**Problem to solve**
Reproduce, unchanged, the records from the line containing "Detect gravestone. Use" through the line containing "209;72;280;116", including both of those lines.

· · · ·

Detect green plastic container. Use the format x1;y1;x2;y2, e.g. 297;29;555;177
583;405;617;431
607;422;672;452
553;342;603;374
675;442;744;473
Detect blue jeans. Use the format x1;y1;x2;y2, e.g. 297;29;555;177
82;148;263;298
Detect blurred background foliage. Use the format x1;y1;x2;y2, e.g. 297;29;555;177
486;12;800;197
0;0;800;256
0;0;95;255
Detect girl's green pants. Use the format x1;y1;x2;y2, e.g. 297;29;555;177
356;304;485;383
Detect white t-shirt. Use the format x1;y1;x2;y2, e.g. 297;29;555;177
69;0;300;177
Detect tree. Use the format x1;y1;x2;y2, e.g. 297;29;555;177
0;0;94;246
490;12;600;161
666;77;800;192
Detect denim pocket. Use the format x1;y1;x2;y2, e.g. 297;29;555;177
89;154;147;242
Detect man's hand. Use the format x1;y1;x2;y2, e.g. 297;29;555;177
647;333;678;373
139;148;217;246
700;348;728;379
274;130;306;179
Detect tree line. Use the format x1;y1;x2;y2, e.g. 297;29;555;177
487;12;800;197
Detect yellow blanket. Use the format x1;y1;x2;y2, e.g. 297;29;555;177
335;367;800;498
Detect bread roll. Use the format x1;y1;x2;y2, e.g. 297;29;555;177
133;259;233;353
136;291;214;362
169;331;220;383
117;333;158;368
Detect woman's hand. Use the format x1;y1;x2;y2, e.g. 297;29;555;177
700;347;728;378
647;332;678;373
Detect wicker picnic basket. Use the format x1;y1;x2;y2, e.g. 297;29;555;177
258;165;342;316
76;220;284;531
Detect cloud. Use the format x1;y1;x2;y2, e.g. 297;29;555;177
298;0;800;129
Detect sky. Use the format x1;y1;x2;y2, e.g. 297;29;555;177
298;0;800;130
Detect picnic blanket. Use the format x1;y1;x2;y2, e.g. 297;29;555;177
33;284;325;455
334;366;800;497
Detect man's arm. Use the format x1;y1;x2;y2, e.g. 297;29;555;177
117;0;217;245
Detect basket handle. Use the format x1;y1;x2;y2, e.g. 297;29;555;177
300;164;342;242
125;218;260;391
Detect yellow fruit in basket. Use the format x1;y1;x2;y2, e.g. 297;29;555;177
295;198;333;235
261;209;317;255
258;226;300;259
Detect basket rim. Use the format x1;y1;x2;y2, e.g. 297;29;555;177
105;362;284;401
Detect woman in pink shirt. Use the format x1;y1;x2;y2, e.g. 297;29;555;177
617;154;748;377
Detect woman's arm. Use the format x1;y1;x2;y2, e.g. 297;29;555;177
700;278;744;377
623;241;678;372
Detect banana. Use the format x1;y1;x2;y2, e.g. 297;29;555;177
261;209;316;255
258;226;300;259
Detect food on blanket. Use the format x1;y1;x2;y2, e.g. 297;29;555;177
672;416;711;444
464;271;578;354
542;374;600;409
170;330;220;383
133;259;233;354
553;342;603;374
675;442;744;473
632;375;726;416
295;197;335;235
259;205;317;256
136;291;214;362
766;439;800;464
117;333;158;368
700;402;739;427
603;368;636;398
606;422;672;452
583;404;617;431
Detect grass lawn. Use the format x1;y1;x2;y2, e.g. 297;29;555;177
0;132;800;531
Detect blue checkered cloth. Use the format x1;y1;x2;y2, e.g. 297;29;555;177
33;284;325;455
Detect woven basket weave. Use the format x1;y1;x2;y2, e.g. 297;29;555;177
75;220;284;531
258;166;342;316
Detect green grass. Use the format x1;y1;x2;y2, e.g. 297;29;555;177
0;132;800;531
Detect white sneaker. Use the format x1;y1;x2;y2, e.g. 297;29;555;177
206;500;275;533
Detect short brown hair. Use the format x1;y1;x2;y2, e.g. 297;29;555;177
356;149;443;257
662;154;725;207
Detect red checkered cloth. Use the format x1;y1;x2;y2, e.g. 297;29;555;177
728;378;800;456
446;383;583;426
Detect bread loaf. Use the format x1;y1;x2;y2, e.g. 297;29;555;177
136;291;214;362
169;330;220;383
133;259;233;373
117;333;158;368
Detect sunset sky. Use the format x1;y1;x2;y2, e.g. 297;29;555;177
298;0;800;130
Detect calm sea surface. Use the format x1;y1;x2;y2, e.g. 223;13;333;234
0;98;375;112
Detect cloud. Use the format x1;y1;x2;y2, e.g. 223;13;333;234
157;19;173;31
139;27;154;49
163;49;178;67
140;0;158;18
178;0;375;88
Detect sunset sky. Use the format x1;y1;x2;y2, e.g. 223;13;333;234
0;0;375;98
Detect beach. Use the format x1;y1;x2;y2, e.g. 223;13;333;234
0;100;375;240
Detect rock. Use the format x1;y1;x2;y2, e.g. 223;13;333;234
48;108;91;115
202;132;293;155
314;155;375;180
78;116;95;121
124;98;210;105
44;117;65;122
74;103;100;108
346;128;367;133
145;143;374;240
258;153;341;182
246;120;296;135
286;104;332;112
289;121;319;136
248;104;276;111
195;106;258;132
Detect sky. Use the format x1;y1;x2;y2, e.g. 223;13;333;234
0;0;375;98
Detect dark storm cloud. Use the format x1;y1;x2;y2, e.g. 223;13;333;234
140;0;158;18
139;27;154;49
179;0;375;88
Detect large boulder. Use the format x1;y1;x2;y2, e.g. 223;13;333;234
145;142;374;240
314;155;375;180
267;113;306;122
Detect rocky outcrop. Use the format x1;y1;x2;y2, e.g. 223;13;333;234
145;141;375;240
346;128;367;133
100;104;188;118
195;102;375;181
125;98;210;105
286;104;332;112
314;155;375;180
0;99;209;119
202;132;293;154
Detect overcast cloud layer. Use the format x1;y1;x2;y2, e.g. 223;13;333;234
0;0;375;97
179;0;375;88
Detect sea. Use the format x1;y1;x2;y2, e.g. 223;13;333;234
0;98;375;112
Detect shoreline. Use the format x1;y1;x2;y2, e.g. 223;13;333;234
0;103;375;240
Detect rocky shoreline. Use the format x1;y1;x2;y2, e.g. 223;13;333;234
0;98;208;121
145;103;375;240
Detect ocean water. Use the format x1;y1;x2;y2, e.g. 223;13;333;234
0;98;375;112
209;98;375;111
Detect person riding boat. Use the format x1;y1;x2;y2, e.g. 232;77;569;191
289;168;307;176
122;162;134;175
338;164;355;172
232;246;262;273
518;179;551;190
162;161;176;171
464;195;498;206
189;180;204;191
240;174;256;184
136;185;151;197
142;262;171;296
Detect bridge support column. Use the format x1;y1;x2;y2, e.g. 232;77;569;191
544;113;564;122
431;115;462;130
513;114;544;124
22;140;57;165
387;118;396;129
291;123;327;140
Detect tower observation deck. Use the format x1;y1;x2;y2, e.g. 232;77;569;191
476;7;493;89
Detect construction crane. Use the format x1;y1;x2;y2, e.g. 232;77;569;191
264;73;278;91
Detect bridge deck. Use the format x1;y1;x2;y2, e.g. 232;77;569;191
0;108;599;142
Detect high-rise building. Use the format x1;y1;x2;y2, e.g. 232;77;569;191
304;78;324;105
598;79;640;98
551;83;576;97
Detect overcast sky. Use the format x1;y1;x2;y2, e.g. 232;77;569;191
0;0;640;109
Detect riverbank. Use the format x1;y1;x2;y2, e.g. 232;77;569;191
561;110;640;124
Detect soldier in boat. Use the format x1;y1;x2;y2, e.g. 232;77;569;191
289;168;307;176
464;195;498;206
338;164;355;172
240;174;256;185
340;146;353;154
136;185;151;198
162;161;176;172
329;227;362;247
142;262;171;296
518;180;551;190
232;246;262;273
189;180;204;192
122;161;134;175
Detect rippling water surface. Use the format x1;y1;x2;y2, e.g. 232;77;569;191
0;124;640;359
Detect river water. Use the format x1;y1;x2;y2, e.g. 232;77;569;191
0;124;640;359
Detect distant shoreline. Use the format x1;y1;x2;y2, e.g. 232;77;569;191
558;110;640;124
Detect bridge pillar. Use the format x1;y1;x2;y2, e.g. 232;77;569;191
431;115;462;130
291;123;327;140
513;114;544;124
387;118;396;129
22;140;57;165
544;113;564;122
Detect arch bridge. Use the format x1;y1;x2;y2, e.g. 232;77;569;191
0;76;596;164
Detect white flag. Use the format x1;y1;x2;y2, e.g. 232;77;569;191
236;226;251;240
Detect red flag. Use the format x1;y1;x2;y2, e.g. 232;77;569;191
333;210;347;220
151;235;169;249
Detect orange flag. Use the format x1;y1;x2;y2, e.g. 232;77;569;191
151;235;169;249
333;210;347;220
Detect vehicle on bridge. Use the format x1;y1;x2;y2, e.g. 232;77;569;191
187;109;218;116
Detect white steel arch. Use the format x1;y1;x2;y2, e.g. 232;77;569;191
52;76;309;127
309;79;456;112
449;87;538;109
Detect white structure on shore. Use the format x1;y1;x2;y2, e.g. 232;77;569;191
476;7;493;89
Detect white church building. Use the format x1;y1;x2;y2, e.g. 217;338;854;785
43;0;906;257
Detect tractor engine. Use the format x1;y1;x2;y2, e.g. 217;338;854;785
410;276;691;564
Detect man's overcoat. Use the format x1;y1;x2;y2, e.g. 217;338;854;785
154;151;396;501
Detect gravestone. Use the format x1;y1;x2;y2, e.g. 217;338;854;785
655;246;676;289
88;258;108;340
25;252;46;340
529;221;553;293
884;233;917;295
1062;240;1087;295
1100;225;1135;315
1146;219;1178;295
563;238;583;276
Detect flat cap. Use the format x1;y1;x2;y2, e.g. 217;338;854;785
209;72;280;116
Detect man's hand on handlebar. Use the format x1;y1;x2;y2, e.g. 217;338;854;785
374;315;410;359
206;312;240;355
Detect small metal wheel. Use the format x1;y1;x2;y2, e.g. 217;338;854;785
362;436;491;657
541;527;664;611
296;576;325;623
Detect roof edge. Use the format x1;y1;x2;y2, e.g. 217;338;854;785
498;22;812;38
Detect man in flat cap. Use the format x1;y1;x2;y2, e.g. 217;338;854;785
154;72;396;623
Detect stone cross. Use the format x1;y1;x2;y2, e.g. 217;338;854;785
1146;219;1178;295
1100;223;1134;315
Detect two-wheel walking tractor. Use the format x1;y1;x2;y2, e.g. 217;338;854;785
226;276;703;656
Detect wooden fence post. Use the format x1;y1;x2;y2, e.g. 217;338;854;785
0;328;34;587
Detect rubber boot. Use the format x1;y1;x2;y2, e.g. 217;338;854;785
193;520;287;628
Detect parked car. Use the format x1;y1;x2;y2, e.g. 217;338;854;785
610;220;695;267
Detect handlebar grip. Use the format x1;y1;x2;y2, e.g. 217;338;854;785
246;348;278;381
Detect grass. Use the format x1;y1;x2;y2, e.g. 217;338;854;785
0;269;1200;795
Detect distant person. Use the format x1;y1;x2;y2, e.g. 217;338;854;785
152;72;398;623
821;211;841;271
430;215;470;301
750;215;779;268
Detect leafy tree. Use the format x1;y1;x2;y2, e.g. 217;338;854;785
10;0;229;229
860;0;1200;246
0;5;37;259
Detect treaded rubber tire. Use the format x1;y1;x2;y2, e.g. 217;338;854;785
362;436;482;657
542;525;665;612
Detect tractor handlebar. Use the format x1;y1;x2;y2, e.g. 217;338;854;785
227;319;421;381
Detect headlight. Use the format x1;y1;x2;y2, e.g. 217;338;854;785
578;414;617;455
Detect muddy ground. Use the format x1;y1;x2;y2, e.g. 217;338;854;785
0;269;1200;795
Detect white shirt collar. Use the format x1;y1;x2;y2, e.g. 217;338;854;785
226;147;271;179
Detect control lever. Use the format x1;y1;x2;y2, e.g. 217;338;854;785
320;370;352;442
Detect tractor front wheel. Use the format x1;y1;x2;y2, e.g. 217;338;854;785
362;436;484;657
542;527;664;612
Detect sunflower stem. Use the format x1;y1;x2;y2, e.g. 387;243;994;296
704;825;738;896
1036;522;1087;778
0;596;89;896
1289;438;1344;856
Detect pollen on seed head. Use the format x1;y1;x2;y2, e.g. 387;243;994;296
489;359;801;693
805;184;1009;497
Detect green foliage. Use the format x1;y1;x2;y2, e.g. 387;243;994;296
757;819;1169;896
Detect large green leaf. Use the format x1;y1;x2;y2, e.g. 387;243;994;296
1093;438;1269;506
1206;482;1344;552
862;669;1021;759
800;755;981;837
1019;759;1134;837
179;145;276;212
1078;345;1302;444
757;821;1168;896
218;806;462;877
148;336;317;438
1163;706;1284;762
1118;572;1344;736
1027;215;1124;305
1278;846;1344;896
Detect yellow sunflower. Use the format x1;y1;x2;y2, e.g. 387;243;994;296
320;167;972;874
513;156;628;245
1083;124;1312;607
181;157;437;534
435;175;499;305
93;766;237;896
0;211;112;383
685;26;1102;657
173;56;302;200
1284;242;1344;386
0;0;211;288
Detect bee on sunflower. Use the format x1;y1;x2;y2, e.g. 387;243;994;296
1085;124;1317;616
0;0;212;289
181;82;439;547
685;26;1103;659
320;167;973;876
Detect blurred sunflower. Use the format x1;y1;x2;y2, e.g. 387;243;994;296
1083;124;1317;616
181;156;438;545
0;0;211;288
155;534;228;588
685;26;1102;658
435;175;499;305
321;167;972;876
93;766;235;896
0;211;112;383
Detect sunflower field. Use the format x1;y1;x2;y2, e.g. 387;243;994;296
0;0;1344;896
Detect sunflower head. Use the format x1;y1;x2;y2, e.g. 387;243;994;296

· · · ·

**Output for this task**
Detect gravestone. Use the format x1;y1;x2;y2, e.g. 217;338;854;785
655;246;676;289
88;258;108;340
25;252;46;340
529;221;553;293
884;233;917;295
1062;240;1087;295
1100;225;1135;315
1146;219;1178;295
563;238;583;276
Detect flat cap. Use the format x1;y1;x2;y2, e.g. 217;338;854;785
209;72;280;116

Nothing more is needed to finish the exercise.